Texte retenu:
Dans une tribune publiée dans le journal Le Monde le 12 avril, les Cinéastes de L’ARP alertent sur le risque de perdre la souveraineté culturelle à l’heure où les plateformes étrangères se renforcent et où l’avenir français de Canal+ s’assombrit.
Dans cette crise sanitaire, économique et sociale qui touche le monde entier, « il semble plus que jamais nécessaire de penser notre avenir commun », écrit L’ARP. « En ces heures difficiles, chacun mesure à quel point les films et les séries apparaissent comme une échappée importante pour la bonne santé des esprits. Et il faut espérer que demain, l’appétit pour la salle de cinéma et son irremplaçable voyage collectif sera encore plus grand. »

Jeu de données:
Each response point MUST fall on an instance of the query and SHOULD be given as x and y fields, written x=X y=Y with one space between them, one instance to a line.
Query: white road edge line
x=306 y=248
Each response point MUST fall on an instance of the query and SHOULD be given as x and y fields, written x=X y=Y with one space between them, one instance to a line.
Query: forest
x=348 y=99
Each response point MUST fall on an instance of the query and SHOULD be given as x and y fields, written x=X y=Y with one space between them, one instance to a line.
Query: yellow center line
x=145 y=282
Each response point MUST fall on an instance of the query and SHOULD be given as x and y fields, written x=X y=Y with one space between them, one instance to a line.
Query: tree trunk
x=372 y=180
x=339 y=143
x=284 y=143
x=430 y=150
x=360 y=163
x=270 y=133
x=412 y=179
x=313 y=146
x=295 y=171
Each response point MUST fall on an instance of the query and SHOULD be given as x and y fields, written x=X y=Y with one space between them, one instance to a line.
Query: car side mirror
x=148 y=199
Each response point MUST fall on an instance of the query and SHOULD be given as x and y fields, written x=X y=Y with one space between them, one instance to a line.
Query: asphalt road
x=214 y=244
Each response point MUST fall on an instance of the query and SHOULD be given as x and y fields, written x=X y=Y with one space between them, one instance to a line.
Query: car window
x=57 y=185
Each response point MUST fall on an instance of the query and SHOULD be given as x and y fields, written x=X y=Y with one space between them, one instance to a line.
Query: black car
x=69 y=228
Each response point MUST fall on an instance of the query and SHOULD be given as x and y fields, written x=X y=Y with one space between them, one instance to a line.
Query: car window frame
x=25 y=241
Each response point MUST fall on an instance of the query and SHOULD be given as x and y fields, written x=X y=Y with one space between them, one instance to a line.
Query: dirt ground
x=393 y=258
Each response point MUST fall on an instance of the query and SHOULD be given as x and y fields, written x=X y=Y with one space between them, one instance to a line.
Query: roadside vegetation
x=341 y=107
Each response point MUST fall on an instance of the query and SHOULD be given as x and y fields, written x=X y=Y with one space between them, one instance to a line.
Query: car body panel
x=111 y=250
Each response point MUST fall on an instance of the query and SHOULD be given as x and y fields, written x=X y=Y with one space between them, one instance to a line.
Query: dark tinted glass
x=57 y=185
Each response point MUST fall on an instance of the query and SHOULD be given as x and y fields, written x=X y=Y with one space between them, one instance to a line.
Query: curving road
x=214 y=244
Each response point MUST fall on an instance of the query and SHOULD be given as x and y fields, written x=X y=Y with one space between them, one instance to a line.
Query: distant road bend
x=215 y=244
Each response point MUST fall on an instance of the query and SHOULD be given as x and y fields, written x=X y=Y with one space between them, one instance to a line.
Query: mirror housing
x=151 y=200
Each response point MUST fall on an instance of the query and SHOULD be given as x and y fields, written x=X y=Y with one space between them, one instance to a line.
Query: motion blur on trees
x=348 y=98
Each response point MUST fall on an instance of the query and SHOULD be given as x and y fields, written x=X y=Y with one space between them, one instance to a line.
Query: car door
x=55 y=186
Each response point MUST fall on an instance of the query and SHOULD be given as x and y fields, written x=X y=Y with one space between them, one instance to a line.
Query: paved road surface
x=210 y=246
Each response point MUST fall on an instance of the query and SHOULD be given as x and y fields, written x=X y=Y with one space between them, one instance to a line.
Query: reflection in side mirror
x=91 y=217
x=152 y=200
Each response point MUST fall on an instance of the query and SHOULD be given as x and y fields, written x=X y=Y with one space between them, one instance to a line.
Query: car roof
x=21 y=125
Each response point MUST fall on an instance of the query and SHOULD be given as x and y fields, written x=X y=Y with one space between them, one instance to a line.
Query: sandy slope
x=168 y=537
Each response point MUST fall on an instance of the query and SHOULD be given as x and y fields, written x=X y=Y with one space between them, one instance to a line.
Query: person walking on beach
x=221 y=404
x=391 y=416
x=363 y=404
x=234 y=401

Consignes:
a) Recopiez tout le passage du texte sur la tribune de L’ARP, de « Dans une tribune » jusqu’à « de Canal+ s’assombrit. ».
b) Reprenez le texte sur la tribune de L’ARP là où il s’arrête et poursuivez-le.
La liste ci-dessus n’est d’aucune utilité ici.

Corrigés:
a)
Dans une tribune publiée dans le journal Le Monde le 12 avril, les Cinéastes de L’ARP alertent sur le risque de perdre la souveraineté culturelle à l’heure où les plateformes étrangères se renforcent et où l’avenir français de Canal+ s’assombrit.

b)
Aujourd’hui, les Cinéastes observent deux phénomènes autour du cinéma : d’abord, le succès des plateformes de streaming, principalement américaines, qui profitent du confinement pour augmenter leurs recettes alors « qu’elles ne payent pas d’impôt en France et que l’État et les citoyens vont devoir s’endetter pour survivre à la crise ». Ensuite, les belles audiences des films de patrimoine sur les chaînes nationales gratuites, « preuve de la vivacité et de la nécessité de cette expression culturelle dans le cœur des spectateurs hexagonaux. […] Plus personne ne peut aujourd’hui douter de l’importance de ce joyau : il s’agira à l’avenir de consolider et rendre pérenne ses moyens. »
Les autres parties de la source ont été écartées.